Thursday, April 25th | 17 Nisan 5784

Subscribe
October 31, 2018 9:59 am
0

Yes, Trump Does Bear Some Responsibility for Pittsburgh

× [contact-form-7 404 "Not Found"]

avatar by Benjamin Kerstein

Opinion

US President Donald Trump. Photo: Reuters.

I was as shocked and horrified as anyone at the news that 11 of my fellow Jews had died in Pittsburgh at the hands of a monster whose face may have changed, but with whom we are tragically and intimately familiar. But I was not surprised.

As early as the 2016 election, I had from time to time gone trawling in the fever swamps of the internet, to the various alt-right and neo-Nazi websites that inspired the Pittsburgh murderer, may his name be erased. Over time, something became increasingly clear: that there was a precipitous rise in right-wing antisemitism underway in the United States, and yes, it was deeply connected to the campaign of future President Donald Trump.

No, Trump is not himself an antisemite. He certainly did not pull the trigger at the Tree of Life synagogue. He is not responsible in any direct sense. Yes, the killer apparently despised Trump for having Jewish children and grandchildren, as well as Jewish advisers. Yes, Trump has in many ways been very good for Israel. Yes, there are plenty of antisemites on the left, and even more in the Muslim world. Yes, Louis Farrakhan, Linda Sarsour, Jeremy Corbyn, and many others are racists and would be shunned in a more functional society.

Yet it is nonetheless clear that the demented subculture that fed the murderer’s hatred and slowly incited him to violence for the most part worships Trump. And Trump has not done nearly enough to address the problem.

Almost from the instant that he declared his candidacy, Trump attracted a cult-like following on the alt-right, and especially among its online denizens. In his announcement speech, Trump’s denunciation of illegal immigration, including calling many of them “rapists,” started a firestorm. His pledge to build a wall on the Mexican border, ban citizens of Muslim-majority countries from entering the US, and numerous other well-known provocations quickly convinced the alt-right of one thing: they had found their man.

* [Records from a data collection]

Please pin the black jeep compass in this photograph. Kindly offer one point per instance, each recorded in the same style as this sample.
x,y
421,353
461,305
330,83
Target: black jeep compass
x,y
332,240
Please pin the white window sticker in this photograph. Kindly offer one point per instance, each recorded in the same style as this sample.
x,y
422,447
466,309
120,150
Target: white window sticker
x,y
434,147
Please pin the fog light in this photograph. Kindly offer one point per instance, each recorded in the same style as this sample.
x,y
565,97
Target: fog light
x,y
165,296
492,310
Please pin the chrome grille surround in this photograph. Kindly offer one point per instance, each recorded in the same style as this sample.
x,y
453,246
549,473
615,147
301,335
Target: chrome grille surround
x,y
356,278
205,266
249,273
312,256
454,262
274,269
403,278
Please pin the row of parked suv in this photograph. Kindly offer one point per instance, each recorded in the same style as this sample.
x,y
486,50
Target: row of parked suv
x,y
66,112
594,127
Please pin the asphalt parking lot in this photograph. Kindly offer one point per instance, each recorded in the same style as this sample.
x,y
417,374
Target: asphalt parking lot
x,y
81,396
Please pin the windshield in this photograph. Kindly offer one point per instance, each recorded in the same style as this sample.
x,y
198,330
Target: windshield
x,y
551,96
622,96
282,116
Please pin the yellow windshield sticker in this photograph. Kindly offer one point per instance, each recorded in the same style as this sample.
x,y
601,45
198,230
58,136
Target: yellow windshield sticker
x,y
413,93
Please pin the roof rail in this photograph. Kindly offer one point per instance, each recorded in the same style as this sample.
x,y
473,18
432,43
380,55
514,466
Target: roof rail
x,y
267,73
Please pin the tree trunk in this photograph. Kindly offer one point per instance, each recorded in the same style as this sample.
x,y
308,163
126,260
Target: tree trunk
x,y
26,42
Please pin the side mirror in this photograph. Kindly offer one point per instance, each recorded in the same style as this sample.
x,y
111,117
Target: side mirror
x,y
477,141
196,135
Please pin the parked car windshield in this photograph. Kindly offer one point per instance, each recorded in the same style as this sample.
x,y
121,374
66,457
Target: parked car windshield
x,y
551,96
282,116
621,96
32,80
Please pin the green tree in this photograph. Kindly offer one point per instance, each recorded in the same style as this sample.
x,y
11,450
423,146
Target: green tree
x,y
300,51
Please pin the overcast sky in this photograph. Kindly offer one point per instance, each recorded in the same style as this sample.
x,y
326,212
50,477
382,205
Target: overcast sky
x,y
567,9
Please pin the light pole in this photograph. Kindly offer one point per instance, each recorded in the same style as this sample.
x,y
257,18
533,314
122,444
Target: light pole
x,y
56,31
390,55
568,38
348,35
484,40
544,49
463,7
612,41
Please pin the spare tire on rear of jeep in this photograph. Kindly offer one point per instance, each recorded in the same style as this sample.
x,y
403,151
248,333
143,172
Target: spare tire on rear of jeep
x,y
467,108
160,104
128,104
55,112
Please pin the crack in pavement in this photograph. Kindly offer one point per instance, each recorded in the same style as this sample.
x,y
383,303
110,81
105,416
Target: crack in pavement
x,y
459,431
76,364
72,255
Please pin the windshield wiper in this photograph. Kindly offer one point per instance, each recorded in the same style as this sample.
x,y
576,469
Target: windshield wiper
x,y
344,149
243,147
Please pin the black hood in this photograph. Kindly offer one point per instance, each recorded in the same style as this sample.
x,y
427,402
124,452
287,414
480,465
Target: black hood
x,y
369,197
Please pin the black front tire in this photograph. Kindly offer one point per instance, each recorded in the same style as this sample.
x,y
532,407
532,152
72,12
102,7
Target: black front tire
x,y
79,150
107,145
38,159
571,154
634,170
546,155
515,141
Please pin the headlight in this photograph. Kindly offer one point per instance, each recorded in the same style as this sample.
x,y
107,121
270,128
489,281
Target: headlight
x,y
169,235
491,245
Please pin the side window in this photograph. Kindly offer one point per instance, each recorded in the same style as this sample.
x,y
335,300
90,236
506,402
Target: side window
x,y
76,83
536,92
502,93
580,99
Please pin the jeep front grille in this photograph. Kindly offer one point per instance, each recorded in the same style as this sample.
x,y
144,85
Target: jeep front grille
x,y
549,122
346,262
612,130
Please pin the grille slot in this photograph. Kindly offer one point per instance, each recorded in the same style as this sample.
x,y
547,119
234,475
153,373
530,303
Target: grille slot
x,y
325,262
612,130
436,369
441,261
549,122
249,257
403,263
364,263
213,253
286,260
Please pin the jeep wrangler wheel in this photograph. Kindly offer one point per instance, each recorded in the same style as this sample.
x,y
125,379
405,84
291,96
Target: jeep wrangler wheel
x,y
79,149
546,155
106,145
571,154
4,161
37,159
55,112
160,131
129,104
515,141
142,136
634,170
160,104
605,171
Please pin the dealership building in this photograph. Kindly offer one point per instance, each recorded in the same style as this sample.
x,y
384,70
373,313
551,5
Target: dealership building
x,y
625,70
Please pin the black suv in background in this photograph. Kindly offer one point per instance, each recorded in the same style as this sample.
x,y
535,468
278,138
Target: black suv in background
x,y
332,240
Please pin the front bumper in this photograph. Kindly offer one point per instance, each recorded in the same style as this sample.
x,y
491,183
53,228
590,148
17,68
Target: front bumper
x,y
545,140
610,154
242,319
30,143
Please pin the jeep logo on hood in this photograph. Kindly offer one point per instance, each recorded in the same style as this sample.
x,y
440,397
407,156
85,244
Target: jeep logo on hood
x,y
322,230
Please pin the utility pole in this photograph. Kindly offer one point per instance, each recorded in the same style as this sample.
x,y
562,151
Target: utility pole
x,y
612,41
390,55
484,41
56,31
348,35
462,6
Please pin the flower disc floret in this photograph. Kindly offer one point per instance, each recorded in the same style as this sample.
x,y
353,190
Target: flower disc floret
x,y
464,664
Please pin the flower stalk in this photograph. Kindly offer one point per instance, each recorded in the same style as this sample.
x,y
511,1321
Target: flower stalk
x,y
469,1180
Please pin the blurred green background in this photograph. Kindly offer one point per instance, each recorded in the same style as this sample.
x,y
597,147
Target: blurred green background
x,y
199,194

* [Your instructions] Edit the part of the opinion piece that opens with the words containing "Yes, Trump Does" and closes with "was not surprised.", putting "stunned" in place of "shocked". The records have no connection to the text.

* [Task response]
Yes, Trump Does Bear Some Responsibility for Pittsburgh

× [contact-form-7 404 "Not Found"]

avatar by Benjamin Kerstein

Opinion

US President Donald Trump. Photo: Reuters.

I was as stunned and horrified as anyone at the news that 11 of my fellow Jews had died in Pittsburgh at the hands of a monster whose face may have changed, but with whom we are tragically and intimately familiar. But I was not surprised.